▶ [Task to carry out] Tally the lines below that hold the string "grey", and give only the tally.

▶ [Natural-language object grounding data]
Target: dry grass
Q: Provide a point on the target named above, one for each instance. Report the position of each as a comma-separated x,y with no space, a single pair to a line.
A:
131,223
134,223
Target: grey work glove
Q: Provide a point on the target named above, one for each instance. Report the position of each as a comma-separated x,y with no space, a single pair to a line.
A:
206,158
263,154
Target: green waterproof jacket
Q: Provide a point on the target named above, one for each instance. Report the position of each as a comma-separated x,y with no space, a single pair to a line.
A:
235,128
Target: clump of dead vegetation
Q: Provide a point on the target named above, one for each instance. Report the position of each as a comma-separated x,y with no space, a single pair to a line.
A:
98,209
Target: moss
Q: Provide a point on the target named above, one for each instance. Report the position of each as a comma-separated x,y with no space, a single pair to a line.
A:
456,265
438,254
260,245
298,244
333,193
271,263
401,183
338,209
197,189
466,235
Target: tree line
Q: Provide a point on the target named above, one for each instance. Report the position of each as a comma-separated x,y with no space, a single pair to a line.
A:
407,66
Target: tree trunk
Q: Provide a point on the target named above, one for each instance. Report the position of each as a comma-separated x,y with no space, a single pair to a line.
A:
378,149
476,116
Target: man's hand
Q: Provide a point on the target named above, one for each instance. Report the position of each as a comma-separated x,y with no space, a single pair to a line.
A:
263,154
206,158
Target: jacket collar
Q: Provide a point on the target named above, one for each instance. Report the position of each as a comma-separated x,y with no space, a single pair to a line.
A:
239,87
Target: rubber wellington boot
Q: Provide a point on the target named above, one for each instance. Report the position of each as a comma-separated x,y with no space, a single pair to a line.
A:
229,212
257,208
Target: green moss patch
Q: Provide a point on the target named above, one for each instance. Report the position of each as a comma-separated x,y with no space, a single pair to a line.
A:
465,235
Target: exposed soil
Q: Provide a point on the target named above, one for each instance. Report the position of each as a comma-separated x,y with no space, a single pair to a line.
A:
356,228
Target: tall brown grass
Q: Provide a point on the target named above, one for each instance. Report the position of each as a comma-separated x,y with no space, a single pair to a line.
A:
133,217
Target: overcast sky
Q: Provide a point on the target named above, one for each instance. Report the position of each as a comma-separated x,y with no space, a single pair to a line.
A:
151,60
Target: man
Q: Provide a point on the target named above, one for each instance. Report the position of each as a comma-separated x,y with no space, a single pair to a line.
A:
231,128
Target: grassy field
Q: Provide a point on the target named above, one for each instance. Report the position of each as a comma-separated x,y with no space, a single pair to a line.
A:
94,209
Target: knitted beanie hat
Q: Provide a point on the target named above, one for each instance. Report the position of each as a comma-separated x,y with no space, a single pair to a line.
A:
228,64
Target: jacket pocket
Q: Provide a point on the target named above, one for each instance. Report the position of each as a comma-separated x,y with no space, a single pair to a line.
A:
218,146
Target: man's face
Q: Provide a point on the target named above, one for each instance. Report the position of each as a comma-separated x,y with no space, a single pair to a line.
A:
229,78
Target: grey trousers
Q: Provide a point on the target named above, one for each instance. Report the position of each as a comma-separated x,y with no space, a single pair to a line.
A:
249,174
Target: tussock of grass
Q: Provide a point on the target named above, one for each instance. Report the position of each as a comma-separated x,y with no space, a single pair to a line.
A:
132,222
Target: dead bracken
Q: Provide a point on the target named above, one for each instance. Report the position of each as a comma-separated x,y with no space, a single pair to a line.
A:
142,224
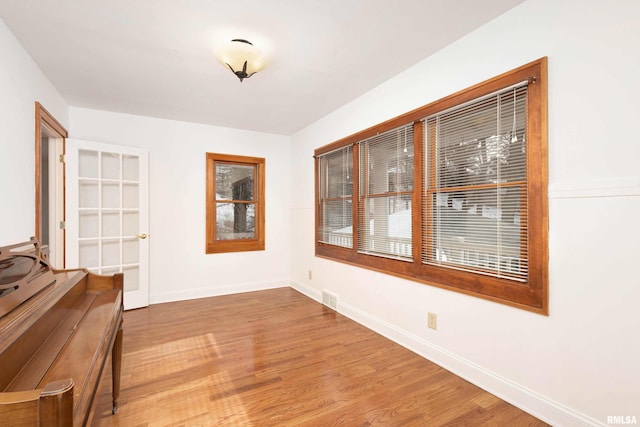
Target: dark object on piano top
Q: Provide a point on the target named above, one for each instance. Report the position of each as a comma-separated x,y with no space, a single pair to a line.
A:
24,271
57,329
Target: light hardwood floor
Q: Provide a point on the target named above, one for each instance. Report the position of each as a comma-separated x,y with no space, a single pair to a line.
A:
278,358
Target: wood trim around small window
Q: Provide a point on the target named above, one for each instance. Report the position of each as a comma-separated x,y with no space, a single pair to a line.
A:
531,295
215,245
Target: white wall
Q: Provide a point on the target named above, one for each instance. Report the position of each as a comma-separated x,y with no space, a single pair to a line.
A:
180,269
21,85
580,364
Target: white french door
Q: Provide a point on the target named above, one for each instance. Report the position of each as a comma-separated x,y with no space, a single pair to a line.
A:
107,201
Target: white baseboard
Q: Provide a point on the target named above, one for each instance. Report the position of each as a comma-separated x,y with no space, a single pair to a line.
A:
529,401
205,292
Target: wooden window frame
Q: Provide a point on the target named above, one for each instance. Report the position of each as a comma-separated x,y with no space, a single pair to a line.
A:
235,245
531,295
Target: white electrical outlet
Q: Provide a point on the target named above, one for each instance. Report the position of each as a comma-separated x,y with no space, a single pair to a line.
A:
432,320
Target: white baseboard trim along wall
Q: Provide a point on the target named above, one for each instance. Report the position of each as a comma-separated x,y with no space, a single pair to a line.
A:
214,291
529,401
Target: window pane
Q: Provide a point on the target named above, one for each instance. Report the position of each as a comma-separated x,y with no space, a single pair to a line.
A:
339,174
386,227
482,143
235,221
335,188
337,228
479,230
234,182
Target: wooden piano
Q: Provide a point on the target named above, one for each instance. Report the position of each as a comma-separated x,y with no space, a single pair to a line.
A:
57,329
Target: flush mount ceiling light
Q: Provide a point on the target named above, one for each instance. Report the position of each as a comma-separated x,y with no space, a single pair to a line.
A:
241,57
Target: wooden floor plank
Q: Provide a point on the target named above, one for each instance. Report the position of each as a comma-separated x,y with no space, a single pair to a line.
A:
278,358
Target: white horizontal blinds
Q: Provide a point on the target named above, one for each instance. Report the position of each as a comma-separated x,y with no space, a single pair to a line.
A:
336,189
386,189
475,186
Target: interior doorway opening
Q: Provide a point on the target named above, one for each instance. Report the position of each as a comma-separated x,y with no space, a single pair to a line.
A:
50,137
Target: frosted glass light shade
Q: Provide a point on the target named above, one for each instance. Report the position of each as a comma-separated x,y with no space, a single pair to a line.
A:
241,57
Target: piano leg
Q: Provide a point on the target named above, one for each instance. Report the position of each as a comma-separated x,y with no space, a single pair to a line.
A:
116,363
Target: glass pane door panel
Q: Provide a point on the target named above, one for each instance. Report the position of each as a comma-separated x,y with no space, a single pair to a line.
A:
130,251
110,271
110,224
130,223
88,194
88,222
130,168
110,252
108,209
110,166
89,253
110,195
131,278
130,196
88,164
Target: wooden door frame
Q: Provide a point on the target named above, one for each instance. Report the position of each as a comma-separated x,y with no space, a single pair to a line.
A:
45,124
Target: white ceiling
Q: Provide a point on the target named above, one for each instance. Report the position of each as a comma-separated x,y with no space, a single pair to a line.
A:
154,58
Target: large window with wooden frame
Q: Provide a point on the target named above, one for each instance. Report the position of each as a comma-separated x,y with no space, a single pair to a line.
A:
235,203
452,194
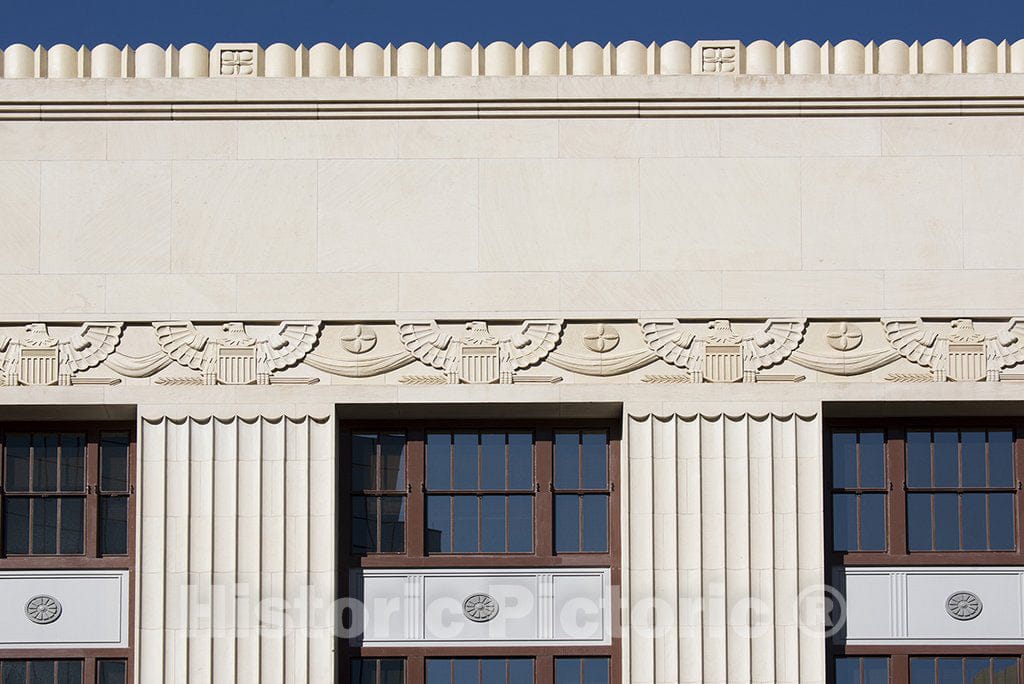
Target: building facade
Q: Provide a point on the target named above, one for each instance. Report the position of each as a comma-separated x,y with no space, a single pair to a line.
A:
547,364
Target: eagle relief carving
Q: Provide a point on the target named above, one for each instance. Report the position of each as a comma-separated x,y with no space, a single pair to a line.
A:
963,354
236,357
479,356
36,358
722,354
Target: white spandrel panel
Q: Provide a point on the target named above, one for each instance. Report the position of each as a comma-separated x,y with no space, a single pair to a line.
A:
910,605
91,609
552,606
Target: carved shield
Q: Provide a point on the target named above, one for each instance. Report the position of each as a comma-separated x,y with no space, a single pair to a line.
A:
480,365
967,362
38,367
723,362
237,366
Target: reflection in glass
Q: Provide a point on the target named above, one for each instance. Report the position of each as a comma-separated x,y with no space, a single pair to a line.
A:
465,462
844,460
566,461
114,525
114,462
919,459
872,522
872,466
945,459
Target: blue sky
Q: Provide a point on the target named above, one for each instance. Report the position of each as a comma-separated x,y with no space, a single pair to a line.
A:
308,22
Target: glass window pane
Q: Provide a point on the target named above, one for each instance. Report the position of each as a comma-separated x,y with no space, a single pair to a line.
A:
392,523
946,522
844,460
438,524
41,672
973,458
848,671
566,461
465,536
945,459
16,478
845,521
364,450
493,531
567,671
493,670
950,671
1000,520
70,672
44,463
919,459
438,461
520,524
493,461
922,671
872,522
1000,458
364,671
392,671
595,460
72,524
975,537
15,526
876,671
520,671
466,462
438,671
44,525
466,671
976,670
114,525
72,463
520,461
1005,671
114,462
919,521
872,455
595,522
392,462
566,523
111,672
364,524
595,671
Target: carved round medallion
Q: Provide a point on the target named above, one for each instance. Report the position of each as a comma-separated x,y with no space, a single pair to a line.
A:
479,607
43,609
964,605
601,338
844,336
358,340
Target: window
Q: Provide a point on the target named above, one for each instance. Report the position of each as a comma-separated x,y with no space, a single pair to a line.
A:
964,670
479,493
58,486
427,496
582,671
861,670
909,492
38,671
378,671
480,671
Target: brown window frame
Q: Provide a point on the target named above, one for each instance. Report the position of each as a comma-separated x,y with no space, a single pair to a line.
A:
544,555
899,656
415,554
90,559
897,547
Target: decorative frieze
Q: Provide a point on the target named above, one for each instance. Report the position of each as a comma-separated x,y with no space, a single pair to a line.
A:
671,351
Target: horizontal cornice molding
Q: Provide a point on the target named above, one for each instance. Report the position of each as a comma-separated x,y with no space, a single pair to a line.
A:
724,57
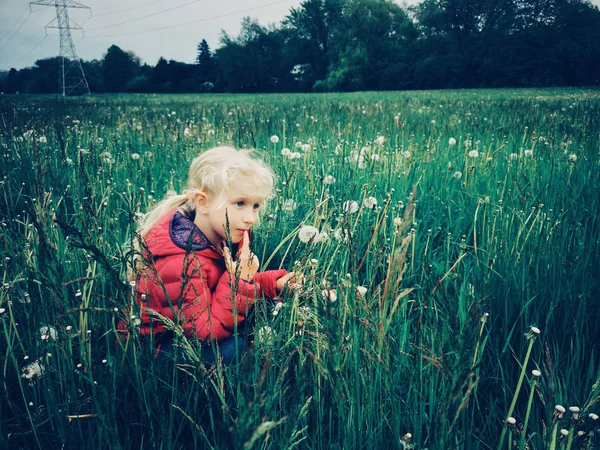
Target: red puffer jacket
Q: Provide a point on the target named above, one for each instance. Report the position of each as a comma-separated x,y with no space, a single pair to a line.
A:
187,282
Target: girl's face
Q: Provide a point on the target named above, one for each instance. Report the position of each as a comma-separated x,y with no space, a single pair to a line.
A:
238,206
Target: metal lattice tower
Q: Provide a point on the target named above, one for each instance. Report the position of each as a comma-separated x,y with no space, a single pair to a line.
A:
71,76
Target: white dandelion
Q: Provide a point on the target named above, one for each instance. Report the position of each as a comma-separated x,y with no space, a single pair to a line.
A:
32,370
350,206
308,234
265,336
370,202
329,179
329,294
288,205
362,290
47,333
342,234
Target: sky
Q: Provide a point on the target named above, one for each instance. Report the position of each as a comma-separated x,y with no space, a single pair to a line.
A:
150,28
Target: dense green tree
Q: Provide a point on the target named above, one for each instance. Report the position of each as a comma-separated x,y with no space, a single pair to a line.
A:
313,28
368,44
12,81
375,34
205,72
253,62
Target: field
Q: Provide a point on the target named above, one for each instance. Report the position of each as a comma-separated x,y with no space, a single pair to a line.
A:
454,281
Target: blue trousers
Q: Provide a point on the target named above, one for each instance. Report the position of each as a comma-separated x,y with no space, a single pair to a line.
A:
228,349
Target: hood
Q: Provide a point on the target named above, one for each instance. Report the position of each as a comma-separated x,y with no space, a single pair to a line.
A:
176,234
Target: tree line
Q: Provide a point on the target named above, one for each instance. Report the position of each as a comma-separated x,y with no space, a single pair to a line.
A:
348,45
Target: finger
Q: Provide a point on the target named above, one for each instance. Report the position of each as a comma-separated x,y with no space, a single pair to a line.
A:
228,260
244,250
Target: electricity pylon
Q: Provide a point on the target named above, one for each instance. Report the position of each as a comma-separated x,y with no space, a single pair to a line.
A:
71,76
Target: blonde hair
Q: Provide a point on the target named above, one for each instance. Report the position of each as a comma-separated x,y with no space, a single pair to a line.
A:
213,172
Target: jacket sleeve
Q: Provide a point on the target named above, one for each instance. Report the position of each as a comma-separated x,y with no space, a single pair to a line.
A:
213,315
267,282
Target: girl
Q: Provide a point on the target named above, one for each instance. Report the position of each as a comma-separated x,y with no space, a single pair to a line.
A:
189,275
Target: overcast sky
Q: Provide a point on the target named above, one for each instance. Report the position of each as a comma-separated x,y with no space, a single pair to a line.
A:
149,28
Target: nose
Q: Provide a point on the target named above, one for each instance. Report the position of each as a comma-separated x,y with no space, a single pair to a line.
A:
250,216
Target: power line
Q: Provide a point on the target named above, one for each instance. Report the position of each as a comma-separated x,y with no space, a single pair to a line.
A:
71,77
31,51
33,36
16,21
125,9
145,17
192,22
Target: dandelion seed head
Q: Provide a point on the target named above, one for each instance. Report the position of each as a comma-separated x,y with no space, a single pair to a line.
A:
329,294
48,333
370,202
288,205
329,179
265,336
350,206
362,290
308,233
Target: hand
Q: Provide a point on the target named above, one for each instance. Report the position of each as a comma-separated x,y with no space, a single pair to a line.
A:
247,263
289,281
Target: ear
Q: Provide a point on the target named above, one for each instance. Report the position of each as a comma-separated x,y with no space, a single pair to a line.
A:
201,202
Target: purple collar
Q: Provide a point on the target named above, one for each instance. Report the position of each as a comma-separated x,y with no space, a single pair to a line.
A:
186,235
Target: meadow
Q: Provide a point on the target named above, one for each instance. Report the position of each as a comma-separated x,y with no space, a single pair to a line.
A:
449,243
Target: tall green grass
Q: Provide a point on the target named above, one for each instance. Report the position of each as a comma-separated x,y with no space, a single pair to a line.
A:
434,354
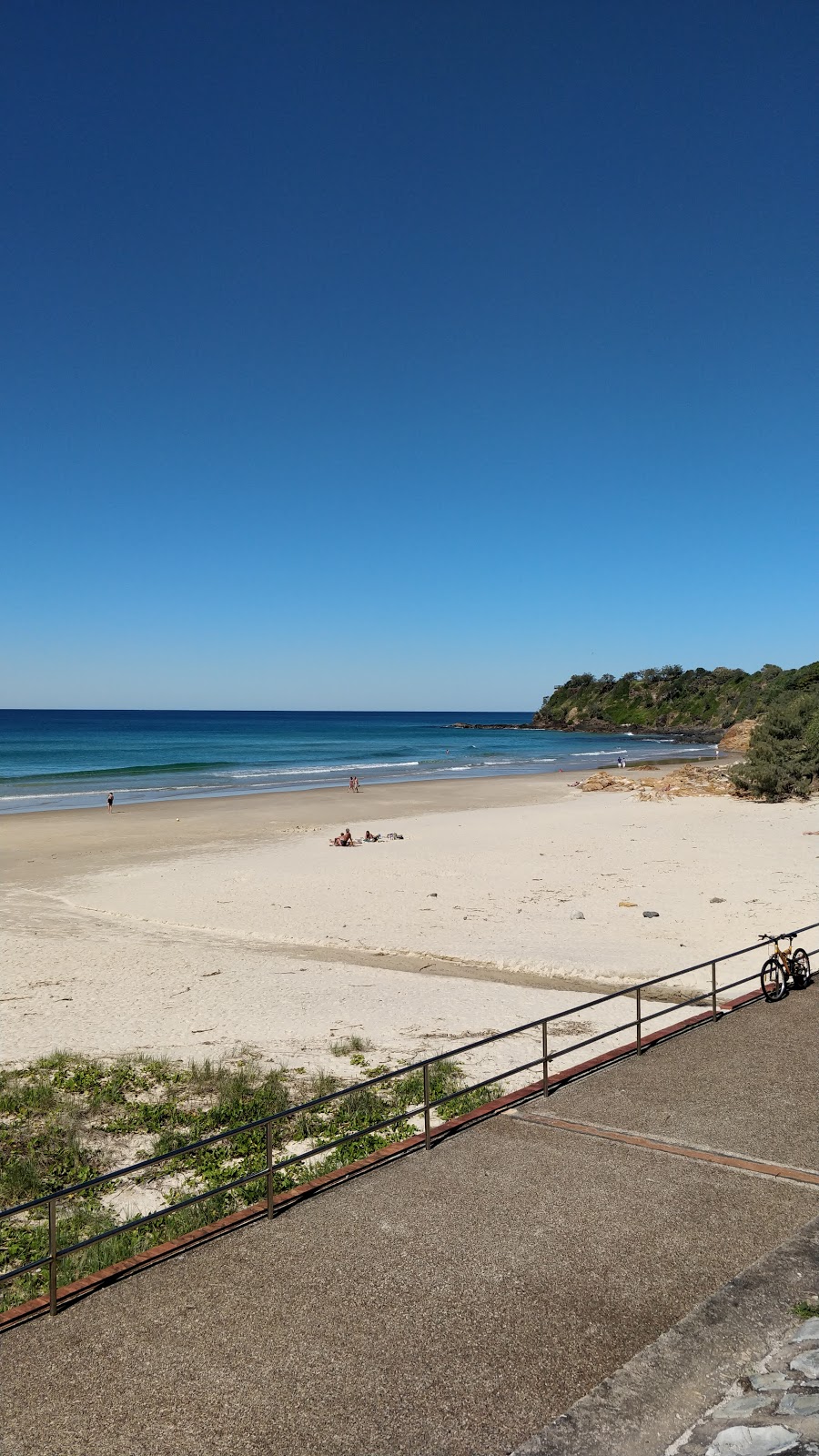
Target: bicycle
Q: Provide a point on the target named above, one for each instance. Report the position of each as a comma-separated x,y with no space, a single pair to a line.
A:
783,966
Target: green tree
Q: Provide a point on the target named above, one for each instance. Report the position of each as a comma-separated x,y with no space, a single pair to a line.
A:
784,752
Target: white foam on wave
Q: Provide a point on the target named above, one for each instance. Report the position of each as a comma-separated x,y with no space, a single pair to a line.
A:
332,768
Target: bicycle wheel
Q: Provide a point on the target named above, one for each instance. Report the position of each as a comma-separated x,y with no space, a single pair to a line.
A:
800,968
773,980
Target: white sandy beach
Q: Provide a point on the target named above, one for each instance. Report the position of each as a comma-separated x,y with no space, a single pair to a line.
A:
198,926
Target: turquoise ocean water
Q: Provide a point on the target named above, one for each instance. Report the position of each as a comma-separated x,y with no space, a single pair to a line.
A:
73,759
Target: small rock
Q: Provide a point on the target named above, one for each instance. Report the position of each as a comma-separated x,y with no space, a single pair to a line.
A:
753,1441
807,1363
739,1407
794,1404
770,1382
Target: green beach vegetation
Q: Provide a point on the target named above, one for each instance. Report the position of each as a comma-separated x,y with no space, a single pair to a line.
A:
782,706
66,1118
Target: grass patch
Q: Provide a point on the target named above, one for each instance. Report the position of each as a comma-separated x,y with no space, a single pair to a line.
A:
347,1045
66,1118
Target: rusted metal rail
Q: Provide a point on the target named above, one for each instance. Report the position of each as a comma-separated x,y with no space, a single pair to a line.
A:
424,1110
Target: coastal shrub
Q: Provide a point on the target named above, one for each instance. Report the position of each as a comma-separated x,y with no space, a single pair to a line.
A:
53,1111
783,757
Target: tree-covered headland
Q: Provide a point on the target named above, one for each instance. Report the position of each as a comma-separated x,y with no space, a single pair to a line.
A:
783,703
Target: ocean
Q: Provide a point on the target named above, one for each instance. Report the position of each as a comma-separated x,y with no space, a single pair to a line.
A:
72,759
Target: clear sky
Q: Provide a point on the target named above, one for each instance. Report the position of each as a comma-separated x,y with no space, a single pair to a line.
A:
404,353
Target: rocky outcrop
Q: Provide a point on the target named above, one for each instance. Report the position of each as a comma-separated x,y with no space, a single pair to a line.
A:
681,784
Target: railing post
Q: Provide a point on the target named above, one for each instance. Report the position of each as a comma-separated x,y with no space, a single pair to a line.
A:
268,1162
428,1128
53,1256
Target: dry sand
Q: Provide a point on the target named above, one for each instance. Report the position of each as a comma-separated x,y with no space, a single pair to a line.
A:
203,925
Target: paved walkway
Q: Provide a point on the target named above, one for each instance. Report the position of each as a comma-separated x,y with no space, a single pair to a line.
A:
453,1302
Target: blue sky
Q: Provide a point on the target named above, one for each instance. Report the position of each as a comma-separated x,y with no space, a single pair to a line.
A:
404,353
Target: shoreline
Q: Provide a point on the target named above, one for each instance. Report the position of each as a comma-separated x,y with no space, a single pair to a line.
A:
470,776
194,929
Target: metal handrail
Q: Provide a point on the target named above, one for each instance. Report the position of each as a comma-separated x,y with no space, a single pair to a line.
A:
399,1116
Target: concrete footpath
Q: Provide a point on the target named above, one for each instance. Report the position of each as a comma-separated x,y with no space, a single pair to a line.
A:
453,1302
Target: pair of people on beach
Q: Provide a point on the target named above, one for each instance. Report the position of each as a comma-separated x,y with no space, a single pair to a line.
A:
346,839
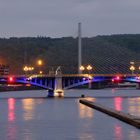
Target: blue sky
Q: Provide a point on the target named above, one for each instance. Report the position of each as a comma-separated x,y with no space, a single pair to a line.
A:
59,18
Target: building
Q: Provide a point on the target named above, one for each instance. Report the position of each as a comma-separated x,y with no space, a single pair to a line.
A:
4,69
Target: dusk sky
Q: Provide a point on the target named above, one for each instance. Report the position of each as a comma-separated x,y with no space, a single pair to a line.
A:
59,18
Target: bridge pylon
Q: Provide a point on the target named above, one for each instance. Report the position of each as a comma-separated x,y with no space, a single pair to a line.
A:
58,89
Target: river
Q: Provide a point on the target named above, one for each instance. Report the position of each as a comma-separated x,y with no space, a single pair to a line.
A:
28,115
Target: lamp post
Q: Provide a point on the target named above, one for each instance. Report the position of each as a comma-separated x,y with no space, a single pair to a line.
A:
82,68
132,69
39,63
27,69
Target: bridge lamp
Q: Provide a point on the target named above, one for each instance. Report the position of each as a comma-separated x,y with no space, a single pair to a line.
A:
132,68
82,68
89,67
39,62
40,72
25,68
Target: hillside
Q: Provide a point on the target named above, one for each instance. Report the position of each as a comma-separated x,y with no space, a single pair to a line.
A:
107,54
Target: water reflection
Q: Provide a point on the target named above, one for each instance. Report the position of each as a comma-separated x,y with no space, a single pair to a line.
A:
11,109
28,107
11,129
84,111
134,106
118,103
118,132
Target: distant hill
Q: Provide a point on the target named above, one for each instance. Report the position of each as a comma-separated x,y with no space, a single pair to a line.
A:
107,54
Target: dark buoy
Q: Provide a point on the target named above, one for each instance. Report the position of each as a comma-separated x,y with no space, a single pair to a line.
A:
82,96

▶ [Answer box] 2